### SET TASK
Copy out exactly every line from the line containing "Question. The photograph above contains instances of the small" until the records below end, inclusive of both boundary lines.

### PROVIDED INFORMATION

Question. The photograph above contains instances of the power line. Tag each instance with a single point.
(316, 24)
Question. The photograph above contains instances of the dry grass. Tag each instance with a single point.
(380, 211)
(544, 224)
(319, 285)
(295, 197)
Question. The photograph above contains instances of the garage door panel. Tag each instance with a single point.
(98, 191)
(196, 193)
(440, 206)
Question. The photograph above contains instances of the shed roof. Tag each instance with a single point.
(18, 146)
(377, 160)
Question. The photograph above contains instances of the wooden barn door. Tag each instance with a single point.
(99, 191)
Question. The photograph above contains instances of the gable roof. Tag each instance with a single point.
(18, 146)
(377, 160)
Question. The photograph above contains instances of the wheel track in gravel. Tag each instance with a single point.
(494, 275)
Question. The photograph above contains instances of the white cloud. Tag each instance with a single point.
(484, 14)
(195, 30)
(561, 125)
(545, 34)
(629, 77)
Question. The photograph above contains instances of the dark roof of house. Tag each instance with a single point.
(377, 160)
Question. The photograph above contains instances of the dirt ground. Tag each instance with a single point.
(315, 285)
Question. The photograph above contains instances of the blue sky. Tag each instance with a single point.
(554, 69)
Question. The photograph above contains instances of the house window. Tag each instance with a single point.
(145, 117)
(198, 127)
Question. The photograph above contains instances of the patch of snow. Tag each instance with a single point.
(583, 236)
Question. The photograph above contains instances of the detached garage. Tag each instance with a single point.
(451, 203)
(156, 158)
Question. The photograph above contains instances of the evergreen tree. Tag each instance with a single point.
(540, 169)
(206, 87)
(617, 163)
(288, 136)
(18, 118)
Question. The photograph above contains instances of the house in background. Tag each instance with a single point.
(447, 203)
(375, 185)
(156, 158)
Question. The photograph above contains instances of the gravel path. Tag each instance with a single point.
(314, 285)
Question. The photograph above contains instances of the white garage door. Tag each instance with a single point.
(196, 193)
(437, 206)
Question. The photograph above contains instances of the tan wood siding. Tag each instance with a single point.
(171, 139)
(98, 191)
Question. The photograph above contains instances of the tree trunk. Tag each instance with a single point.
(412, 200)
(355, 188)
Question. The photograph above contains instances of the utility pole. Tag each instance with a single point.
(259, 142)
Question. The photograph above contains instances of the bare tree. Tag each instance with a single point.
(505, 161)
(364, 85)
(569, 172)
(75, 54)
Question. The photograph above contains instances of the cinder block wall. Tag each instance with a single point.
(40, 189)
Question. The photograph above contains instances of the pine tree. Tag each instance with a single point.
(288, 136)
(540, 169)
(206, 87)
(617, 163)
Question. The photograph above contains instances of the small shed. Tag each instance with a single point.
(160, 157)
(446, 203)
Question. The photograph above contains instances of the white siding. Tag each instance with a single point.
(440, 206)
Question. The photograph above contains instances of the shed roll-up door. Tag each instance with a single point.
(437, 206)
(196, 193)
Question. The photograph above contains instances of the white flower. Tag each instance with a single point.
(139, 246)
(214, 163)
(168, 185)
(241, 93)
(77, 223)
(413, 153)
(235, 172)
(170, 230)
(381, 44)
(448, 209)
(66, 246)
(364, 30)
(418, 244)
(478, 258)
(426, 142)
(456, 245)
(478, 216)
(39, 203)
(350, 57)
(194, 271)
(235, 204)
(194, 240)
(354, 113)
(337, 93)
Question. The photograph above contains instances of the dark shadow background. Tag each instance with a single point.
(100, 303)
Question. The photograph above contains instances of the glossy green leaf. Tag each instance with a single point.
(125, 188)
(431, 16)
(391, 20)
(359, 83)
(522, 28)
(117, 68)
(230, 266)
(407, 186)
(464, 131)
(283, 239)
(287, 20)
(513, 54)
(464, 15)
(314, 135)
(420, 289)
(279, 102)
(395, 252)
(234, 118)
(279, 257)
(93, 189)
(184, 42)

### THE OUTPUT
Question. The photograph above contains instances of the small shed. Tag each instance with a single point.
(160, 157)
(446, 203)
Question. The photograph above contains instances of the white siding. Tag each instance with a single point.
(440, 206)
Question. The photograph above contains instances of the shed roll-up door. Tag each instance with a single point.
(437, 206)
(196, 193)
Question. The photograph above contains instances of the white flower. Tag each instance with a single point.
(139, 246)
(214, 163)
(168, 185)
(241, 93)
(77, 223)
(413, 153)
(235, 172)
(170, 230)
(381, 44)
(448, 209)
(66, 246)
(364, 30)
(418, 244)
(478, 258)
(426, 142)
(456, 245)
(478, 216)
(39, 203)
(350, 57)
(194, 271)
(235, 204)
(194, 240)
(354, 113)
(337, 93)
Question. The photograph above contains instances of the dark shadow background. Tag each instance with a single point.
(100, 303)
Question. The photograph above contains instances of the glossy green leaf. Tag each instance with a single point.
(125, 188)
(431, 16)
(391, 20)
(359, 83)
(522, 28)
(117, 68)
(230, 266)
(407, 186)
(464, 131)
(283, 239)
(287, 20)
(513, 54)
(464, 15)
(314, 135)
(420, 289)
(279, 102)
(395, 252)
(234, 118)
(279, 257)
(93, 189)
(184, 42)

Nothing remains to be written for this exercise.